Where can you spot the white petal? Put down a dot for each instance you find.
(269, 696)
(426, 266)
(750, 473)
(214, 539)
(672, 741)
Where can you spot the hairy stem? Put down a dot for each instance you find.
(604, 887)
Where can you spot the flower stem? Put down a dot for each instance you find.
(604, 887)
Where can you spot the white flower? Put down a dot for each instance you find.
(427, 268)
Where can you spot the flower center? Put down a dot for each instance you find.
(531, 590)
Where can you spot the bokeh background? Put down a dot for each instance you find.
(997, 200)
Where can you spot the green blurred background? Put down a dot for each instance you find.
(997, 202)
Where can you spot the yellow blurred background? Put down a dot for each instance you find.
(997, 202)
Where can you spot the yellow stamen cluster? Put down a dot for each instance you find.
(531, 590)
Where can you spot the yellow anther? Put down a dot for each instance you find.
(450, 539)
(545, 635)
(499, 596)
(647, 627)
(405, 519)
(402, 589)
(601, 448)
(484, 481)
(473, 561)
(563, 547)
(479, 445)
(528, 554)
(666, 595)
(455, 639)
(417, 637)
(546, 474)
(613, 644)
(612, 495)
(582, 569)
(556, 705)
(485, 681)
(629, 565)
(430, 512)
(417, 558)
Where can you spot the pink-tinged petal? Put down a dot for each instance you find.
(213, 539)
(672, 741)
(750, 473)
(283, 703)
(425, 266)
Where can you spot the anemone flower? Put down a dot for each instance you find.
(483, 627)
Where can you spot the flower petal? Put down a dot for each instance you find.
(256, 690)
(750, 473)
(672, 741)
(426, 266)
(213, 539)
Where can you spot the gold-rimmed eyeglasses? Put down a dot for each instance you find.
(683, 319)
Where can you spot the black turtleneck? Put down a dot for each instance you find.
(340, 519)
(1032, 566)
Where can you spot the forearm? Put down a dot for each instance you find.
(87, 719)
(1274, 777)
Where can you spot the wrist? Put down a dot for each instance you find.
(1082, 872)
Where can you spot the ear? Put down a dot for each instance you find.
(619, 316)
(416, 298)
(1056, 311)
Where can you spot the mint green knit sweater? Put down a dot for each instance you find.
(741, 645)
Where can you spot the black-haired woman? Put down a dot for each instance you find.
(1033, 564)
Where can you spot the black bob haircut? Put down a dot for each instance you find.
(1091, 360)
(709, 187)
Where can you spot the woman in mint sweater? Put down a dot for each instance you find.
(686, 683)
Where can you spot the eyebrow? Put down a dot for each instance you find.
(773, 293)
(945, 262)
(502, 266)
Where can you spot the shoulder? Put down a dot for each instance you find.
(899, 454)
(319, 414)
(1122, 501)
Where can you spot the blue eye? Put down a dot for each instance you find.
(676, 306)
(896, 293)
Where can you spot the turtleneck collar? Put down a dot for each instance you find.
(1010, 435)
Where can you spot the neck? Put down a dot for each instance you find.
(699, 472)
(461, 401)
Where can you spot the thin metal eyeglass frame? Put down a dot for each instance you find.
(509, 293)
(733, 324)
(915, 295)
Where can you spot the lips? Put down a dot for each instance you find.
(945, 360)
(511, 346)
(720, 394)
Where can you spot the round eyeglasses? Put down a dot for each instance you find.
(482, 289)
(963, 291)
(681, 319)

* * *

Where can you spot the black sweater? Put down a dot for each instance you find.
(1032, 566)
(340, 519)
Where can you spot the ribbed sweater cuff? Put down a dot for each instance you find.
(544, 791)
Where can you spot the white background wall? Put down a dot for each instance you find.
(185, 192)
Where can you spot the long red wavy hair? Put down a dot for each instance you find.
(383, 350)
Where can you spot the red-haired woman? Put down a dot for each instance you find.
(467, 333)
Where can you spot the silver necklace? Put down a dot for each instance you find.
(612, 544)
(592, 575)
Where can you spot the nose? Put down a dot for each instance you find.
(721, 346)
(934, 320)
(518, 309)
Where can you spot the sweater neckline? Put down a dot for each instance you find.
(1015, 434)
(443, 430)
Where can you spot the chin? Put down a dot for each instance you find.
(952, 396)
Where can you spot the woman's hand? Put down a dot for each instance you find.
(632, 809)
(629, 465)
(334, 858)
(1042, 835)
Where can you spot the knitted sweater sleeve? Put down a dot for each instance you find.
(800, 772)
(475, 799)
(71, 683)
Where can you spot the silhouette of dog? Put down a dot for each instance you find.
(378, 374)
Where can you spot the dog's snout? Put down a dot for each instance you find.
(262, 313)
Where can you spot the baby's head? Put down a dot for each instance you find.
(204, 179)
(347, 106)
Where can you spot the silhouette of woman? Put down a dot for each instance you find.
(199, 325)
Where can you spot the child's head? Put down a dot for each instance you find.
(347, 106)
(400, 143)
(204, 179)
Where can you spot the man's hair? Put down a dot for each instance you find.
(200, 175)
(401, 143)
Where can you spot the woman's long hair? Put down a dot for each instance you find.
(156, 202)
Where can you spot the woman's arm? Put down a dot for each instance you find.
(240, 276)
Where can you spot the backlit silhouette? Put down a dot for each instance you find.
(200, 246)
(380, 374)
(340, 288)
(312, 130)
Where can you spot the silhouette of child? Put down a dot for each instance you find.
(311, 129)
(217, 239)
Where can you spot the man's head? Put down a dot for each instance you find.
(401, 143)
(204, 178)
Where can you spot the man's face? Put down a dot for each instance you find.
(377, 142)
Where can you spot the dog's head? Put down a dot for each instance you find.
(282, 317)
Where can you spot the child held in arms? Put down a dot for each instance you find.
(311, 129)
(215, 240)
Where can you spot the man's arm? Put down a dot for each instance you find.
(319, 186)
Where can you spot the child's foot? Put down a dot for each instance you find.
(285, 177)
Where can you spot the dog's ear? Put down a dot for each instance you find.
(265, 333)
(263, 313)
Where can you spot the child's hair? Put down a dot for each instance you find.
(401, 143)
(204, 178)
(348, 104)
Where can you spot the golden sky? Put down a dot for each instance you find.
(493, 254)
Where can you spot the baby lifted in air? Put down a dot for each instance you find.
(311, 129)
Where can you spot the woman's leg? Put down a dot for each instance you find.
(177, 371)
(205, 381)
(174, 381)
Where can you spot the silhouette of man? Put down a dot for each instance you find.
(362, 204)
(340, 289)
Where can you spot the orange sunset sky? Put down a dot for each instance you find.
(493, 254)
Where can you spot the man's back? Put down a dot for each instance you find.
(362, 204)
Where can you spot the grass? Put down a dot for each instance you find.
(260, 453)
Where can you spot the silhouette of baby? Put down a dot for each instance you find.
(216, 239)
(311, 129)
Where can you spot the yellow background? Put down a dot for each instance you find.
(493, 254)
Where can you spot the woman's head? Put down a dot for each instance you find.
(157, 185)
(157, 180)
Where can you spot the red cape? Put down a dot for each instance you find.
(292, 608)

Work to be completed:
Update the material starting with the line that contains "Where can you spot the black turtleneck?" and going on through the line that contains "(1056, 311)", changing "forearm" to "lower arm" and leaving everything else the same.

Worked answer:
Where can you spot the black turtleneck? Put down a dot for each instance you find.
(340, 519)
(1032, 566)
Where can you spot the lower arm? Put down a dot for each instance you find.
(87, 719)
(1274, 777)
Where can you spot the wrist? Put down a dot for each instance you find.
(1082, 872)
Where can you spot the ear? Put down a dot for each instance you find.
(619, 316)
(416, 298)
(1056, 311)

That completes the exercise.